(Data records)
--------------------------------------------------
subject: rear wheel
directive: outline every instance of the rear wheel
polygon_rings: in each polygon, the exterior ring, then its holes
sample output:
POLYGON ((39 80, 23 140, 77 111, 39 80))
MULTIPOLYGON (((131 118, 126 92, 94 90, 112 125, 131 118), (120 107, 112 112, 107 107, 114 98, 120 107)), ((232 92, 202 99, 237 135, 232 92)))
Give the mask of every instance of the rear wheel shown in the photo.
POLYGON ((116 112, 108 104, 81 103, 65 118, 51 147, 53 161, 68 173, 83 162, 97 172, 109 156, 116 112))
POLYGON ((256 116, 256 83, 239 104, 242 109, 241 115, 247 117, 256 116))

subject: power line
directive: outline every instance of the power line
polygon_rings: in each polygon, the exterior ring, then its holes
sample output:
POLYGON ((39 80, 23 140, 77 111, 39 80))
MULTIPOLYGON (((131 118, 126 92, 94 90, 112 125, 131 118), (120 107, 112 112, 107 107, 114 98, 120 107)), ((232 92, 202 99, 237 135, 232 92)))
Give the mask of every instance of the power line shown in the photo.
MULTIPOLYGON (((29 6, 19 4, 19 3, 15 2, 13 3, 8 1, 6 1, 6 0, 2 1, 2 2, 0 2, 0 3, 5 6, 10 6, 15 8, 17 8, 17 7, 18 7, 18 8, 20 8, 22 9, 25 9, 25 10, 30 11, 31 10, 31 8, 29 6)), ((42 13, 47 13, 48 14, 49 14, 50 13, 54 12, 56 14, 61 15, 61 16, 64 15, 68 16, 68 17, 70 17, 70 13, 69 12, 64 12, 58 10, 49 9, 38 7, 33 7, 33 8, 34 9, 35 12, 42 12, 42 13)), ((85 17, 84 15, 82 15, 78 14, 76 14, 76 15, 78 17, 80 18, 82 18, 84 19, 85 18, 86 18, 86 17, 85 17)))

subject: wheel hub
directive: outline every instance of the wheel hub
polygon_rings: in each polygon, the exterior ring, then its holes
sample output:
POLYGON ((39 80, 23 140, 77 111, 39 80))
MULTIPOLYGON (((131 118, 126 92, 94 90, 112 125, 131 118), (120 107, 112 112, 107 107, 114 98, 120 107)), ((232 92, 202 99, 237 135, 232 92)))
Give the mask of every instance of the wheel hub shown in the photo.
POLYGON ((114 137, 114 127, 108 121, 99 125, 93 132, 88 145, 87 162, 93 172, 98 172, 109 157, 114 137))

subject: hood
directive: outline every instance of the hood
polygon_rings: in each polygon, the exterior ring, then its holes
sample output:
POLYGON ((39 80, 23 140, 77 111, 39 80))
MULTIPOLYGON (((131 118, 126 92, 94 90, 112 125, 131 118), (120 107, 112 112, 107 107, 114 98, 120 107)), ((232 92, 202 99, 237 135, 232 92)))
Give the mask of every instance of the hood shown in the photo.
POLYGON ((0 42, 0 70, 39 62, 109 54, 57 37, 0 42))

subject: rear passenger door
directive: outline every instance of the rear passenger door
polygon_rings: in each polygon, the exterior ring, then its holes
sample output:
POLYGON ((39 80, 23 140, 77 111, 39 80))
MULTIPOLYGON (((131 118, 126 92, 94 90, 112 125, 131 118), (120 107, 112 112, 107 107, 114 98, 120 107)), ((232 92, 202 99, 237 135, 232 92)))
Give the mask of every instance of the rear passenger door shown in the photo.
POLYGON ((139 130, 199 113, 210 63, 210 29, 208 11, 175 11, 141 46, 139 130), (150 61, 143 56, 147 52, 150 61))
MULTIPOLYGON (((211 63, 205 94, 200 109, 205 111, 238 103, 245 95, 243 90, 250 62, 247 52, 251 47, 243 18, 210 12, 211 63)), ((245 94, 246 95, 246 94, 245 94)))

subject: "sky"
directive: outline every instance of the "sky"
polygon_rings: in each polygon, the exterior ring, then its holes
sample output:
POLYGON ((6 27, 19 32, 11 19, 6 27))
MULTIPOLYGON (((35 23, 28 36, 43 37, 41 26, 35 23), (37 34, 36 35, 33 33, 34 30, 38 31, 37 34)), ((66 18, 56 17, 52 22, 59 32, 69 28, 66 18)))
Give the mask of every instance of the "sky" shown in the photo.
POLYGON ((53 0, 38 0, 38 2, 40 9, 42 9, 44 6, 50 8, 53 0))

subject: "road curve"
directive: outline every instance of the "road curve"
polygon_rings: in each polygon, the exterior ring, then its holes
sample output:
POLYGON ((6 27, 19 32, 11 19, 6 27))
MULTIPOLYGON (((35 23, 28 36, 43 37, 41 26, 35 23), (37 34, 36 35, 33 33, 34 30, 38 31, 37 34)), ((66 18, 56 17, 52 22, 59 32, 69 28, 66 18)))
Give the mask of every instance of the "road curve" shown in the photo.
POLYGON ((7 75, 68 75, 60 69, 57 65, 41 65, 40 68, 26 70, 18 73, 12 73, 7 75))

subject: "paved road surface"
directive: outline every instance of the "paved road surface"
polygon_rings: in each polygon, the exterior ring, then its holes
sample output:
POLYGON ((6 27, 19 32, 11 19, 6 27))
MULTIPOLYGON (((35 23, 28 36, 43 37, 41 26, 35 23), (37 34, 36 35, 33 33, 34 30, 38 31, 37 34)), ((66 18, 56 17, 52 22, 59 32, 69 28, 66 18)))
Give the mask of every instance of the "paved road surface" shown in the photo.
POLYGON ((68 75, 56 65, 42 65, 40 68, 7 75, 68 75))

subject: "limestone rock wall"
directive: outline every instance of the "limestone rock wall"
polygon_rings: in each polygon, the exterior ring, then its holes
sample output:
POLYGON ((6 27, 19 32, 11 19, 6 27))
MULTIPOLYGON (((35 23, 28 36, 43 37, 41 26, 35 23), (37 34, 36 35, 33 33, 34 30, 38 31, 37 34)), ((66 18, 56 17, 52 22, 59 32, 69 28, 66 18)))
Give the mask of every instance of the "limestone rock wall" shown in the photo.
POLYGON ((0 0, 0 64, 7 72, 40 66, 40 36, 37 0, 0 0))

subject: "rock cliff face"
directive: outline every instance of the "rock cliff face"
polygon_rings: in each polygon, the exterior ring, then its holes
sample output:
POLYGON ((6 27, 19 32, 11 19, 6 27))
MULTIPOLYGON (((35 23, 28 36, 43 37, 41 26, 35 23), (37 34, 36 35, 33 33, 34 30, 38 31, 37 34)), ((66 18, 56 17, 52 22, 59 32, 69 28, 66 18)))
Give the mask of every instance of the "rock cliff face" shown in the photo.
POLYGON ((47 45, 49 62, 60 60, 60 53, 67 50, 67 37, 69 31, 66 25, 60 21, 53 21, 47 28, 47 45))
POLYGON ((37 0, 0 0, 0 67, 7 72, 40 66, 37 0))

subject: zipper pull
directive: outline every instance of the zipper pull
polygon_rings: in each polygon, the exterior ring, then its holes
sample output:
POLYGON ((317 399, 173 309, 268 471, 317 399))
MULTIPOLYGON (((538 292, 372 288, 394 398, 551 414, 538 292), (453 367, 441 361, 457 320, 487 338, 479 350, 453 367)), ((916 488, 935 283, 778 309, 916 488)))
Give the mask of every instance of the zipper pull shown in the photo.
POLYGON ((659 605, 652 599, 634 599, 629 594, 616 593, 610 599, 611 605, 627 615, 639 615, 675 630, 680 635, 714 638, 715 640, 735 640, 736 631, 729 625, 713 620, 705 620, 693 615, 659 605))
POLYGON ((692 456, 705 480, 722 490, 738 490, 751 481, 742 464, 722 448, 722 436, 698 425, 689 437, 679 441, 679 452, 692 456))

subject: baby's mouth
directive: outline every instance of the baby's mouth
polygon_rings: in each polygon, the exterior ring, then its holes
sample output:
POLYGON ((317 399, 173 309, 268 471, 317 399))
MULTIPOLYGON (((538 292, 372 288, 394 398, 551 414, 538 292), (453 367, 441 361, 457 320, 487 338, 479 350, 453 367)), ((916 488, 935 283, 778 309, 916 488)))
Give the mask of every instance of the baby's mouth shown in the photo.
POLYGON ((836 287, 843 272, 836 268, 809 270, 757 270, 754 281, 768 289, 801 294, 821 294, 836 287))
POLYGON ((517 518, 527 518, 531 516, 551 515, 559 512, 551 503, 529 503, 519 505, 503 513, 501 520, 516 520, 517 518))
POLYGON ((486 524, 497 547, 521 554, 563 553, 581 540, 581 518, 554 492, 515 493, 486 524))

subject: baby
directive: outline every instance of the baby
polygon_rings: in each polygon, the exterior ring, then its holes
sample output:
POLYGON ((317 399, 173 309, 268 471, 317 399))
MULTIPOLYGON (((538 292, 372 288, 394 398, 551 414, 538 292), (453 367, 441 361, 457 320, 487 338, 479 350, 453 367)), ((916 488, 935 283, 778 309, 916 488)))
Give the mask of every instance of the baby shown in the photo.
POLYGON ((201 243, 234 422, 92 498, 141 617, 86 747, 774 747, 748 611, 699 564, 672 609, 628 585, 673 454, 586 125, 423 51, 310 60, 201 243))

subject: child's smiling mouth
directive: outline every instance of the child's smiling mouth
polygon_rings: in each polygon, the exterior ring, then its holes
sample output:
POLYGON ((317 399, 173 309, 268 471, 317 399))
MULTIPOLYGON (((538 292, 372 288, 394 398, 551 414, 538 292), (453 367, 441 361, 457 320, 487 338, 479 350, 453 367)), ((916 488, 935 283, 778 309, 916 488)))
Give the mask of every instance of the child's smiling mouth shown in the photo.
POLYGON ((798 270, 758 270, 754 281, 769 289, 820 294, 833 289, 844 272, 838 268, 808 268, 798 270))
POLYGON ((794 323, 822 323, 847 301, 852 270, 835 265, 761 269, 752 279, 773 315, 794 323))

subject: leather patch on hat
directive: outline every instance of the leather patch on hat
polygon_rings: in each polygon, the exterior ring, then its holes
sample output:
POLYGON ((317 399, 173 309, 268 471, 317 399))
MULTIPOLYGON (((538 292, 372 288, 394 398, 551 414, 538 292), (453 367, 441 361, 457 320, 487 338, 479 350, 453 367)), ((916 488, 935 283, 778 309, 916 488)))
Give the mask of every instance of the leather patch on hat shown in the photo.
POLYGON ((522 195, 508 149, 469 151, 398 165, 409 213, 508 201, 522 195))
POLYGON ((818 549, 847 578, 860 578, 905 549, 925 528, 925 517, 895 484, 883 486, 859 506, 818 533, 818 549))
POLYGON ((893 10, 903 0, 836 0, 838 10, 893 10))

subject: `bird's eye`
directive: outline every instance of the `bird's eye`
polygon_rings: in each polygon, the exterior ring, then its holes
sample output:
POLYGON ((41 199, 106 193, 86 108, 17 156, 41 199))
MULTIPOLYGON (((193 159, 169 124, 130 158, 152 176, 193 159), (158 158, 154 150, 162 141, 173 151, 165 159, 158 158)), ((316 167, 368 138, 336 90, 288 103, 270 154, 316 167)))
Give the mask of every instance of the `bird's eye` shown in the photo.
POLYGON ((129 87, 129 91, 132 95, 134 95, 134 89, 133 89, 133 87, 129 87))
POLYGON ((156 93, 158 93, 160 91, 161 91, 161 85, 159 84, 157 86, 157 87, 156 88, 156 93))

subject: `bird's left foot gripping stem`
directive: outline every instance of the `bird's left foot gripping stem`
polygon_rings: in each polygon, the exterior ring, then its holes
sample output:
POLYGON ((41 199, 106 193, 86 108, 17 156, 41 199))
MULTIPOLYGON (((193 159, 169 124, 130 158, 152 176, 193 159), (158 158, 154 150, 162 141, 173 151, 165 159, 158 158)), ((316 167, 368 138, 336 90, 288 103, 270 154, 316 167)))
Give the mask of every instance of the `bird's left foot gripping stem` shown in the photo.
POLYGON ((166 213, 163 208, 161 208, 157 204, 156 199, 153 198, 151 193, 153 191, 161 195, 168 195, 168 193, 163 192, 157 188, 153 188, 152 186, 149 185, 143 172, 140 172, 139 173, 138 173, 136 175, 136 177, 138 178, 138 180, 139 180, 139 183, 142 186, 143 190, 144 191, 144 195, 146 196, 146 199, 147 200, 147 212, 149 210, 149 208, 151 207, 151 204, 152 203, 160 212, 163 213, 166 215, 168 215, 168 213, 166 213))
--------------------------------------------------
DESCRIPTION OF THE TASK. Starting with the first line of the items and going on through the line with "POLYGON ((256 116, 256", render those lines as a Markdown table with the columns n and Line. Give each line its row number and leave out blank lines.

RESULT FOR THIS TASK.
| n | Line |
|---|---|
| 1 | subject: rear wheel |
| 2 | directive: outline every instance of the rear wheel |
| 3 | polygon_rings: in each polygon, the exterior ring, then its holes |
| 4 | sample output: |
| 5 | POLYGON ((39 80, 23 140, 77 111, 39 80)) |
| 6 | MULTIPOLYGON (((131 118, 126 92, 94 90, 112 125, 131 118), (120 107, 112 112, 107 107, 114 98, 120 107)), ((232 92, 202 99, 237 135, 232 92))) |
| 7 | Give the mask of every instance of the rear wheel shown in the photo. |
| 8 | POLYGON ((116 112, 108 104, 81 103, 65 118, 51 147, 53 161, 68 173, 83 162, 97 172, 109 156, 116 112)) |
| 9 | POLYGON ((256 116, 256 83, 239 104, 242 109, 241 115, 247 117, 256 116)) |